● GIVEN PROBLEM: Could you print all the entries exactly?
***** GIVEN ENTRIES
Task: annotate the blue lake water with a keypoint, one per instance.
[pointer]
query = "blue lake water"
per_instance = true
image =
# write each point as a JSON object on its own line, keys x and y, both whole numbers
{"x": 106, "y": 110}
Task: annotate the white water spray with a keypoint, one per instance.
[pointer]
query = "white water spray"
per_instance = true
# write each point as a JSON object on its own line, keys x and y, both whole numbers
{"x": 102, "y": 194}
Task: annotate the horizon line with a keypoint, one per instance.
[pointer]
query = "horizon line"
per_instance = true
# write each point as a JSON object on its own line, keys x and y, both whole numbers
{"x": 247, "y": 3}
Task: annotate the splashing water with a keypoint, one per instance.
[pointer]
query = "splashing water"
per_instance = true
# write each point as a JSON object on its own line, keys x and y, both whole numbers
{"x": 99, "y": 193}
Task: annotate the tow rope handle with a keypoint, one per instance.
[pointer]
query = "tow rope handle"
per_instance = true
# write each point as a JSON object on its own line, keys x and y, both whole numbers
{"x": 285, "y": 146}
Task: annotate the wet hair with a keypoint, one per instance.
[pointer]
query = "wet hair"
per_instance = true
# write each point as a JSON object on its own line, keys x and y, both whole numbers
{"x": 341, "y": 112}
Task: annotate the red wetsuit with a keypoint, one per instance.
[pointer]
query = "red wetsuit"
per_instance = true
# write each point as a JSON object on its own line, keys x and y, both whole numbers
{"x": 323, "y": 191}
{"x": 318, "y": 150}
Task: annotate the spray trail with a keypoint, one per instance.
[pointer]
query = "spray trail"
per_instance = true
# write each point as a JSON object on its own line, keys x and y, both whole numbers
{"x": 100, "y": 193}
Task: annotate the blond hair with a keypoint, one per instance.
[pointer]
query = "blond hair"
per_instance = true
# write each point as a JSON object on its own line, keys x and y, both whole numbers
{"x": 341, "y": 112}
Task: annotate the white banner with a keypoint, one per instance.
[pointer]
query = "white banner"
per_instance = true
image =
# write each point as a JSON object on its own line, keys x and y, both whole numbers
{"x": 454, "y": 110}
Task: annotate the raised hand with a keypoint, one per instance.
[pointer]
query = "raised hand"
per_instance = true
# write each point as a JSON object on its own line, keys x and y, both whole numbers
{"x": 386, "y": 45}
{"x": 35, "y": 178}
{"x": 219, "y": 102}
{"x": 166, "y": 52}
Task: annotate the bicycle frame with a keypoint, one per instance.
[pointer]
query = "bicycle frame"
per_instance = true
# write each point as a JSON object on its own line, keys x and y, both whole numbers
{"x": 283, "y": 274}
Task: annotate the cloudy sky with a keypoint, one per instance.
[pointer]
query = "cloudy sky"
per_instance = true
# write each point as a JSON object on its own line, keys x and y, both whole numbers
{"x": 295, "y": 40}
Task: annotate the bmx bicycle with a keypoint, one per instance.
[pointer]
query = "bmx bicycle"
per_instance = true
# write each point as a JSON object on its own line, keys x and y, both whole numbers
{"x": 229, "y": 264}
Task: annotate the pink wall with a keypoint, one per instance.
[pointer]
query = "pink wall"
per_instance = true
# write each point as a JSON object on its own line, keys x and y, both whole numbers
**********
● COMPLETED EXERCISE:
Task: annotate the blue lake water with a keypoint, one per instance.
[pointer]
query = "blue lake water"
per_instance = true
image =
# write each point as a JSON object on its own line, keys x and y, both whole numbers
{"x": 106, "y": 110}
Task: annotate the white water spray with a keypoint, one per instance.
[pointer]
query = "white water spray"
per_instance = true
# write each point as a JSON object on its own line, keys x and y, both whole numbers
{"x": 102, "y": 194}
Task: annotate the horizon line with a keypoint, one per instance.
[pointer]
query = "horizon line"
per_instance = true
# write each point as a JSON object on its own line, keys x and y, both whole numbers
{"x": 247, "y": 3}
Task: annotate the splashing water with a keypoint, one per instance.
[pointer]
query = "splashing water"
per_instance = true
# write each point as a JSON object on its own line, keys x and y, both whole numbers
{"x": 99, "y": 193}
Task: annotate the tow rope handle with a keypoint, one per instance.
[pointer]
query = "tow rope handle"
per_instance = true
# write each point as a JSON object on its own line, keys x and y, both whole numbers
{"x": 285, "y": 146}
Task: annotate the wet hair with a keypoint, one per instance.
[pointer]
query = "wet hair"
per_instance = true
# write each point as a JSON object on its own line, keys x and y, both whole numbers
{"x": 341, "y": 112}
Task: annotate the red wetsuit with a keypoint, one per instance.
[pointer]
query = "red wetsuit"
per_instance = true
# write each point as a JSON object on its own line, keys x and y, both whole numbers
{"x": 323, "y": 191}
{"x": 318, "y": 150}
Task: annotate the spray trail with a keypoint, one per instance.
[pointer]
query = "spray trail"
per_instance = true
# write each point as a JSON object on its own line, keys x and y, both whole numbers
{"x": 100, "y": 193}
Task: annotate the blond hair with a keypoint, one per instance.
[pointer]
query = "blond hair"
per_instance = true
# write each point as a JSON object on its own line, keys x and y, both whole numbers
{"x": 341, "y": 112}
Task: annotate the white banner with a keypoint, one per instance.
[pointer]
query = "white banner"
per_instance = true
image =
# write each point as a JSON object on its own line, keys x and y, both whole numbers
{"x": 454, "y": 110}
Task: annotate the raised hand with a keypoint, one per instance.
[pointer]
query = "raised hand"
per_instance = true
# write each point as a JSON object on its own line, keys x and y, both whole numbers
{"x": 386, "y": 45}
{"x": 35, "y": 178}
{"x": 219, "y": 102}
{"x": 166, "y": 52}
Task: annotate the bicycle frame with a keypoint, one per instance.
[pointer]
query = "bicycle frame"
per_instance = true
# write each point as a JSON object on its own line, keys x and y, both whole numbers
{"x": 283, "y": 274}
Task: annotate the cloudy sky with a keypoint, one per instance.
[pointer]
query = "cloudy sky"
per_instance = true
# write each point as a JSON object on its own line, keys x and y, both whole numbers
{"x": 295, "y": 40}
Task: annotate the bmx bicycle with a keypoint, one per instance.
[pointer]
query = "bmx bicycle"
per_instance = true
# write each point as a JSON object on its own line, keys x and y, both whole numbers
{"x": 229, "y": 264}
Task: annotate the pink wall with a keypoint, one per instance.
[pointer]
query = "pink wall"
per_instance = true
# write each point as a JSON object on its own line, keys x and y, both whole numbers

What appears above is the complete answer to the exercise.